WORK INSTRUCTIONS >> Your task is to extract the lines from the one holding "mark the bare tree | one pin per instance." through the end of the material. Set them down exactly and add nothing.

LISTING >>
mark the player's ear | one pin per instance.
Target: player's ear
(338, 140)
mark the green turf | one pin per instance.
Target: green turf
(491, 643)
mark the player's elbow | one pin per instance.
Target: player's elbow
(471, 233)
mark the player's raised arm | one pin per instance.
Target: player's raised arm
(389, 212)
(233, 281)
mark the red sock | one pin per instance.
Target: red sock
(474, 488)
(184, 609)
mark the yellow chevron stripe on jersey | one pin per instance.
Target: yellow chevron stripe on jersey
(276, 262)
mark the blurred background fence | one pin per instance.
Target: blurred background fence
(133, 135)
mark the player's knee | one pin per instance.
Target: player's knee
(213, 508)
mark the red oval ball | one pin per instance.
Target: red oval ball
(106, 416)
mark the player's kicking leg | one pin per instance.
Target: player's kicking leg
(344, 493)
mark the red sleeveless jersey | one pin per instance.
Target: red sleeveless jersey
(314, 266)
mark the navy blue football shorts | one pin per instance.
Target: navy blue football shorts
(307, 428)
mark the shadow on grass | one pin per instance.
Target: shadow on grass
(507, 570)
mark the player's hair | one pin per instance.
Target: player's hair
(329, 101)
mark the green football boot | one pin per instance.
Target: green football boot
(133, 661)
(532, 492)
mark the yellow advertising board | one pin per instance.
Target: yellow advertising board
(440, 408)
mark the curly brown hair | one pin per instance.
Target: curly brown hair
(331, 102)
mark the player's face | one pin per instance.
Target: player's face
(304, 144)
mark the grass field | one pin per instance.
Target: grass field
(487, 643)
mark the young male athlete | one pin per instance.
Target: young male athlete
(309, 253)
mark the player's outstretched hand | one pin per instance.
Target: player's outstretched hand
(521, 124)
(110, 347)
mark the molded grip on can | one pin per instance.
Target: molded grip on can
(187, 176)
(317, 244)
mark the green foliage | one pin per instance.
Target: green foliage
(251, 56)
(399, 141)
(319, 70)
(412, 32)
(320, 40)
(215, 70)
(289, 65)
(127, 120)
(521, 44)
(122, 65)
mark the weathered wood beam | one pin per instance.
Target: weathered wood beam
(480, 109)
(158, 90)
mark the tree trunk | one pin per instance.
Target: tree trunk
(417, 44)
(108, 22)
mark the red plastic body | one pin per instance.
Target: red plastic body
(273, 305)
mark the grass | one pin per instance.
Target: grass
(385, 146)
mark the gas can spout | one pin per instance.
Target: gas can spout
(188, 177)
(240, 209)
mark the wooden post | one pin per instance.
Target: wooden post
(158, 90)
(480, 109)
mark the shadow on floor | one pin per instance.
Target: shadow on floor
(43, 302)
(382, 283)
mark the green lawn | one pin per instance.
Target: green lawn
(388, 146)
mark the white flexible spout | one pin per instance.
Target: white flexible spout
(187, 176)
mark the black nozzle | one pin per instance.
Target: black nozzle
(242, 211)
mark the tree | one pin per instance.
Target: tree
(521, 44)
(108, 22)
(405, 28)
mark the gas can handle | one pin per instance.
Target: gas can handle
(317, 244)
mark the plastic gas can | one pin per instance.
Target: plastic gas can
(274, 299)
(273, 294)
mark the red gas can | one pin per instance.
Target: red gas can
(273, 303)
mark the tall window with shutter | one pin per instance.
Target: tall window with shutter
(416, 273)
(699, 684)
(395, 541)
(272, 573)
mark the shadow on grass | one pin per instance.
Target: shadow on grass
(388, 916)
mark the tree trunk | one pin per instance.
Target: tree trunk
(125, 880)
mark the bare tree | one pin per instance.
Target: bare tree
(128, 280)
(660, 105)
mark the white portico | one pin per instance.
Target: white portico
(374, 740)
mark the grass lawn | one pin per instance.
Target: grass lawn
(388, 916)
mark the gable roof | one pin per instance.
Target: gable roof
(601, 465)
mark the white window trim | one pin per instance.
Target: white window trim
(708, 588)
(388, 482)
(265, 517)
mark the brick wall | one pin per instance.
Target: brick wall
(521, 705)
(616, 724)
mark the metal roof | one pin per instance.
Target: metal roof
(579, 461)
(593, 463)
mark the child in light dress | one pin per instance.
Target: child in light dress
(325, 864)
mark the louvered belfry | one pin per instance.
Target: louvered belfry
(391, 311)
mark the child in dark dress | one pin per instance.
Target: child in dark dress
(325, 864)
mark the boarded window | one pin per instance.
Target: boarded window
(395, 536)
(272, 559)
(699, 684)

ANSWER TO THIS PROBLEM >>
mark the bare tree | one pin per instance.
Target: bare tree
(128, 280)
(660, 105)
mark the white portico | one pin per instance.
Target: white portico
(374, 740)
mark the grass lawn | one pin per instance.
Target: grass lawn
(388, 916)
mark the gable roof | one pin per instance.
Target: gable roof
(601, 465)
mark the white window trim | one pin per instance.
Target: white window trim
(708, 588)
(388, 482)
(265, 517)
mark the brick wall | one pin per instance.
Target: brick wall
(521, 705)
(616, 724)
mark the metal roof | one pin per instance.
Target: metal roof
(579, 461)
(593, 463)
mark the child in light dress | one pin per instance.
Target: child in light dress
(325, 864)
mark the louvered belfry | one pin per instance.
Target: louvered belfry
(391, 311)
mark the child in dark dress | one pin per instance.
Target: child in dark dress
(325, 864)
mark the boarded window | one pin per instance.
Target: boarded window
(395, 536)
(272, 559)
(699, 684)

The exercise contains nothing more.